__TASK GOAL__
The response should contain every entry, reproduced exactly.

*-*-*

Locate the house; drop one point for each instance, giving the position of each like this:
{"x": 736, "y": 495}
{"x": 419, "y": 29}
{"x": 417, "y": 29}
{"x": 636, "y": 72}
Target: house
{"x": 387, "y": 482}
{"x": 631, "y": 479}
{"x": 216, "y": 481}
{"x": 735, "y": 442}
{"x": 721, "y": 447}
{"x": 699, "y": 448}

*-*-*

__FINISHED EXERCISE__
Locate the house; drop one point for each instance, giving the position of each like this:
{"x": 736, "y": 495}
{"x": 419, "y": 29}
{"x": 417, "y": 29}
{"x": 636, "y": 72}
Target: house
{"x": 387, "y": 482}
{"x": 631, "y": 479}
{"x": 216, "y": 481}
{"x": 735, "y": 442}
{"x": 721, "y": 447}
{"x": 699, "y": 448}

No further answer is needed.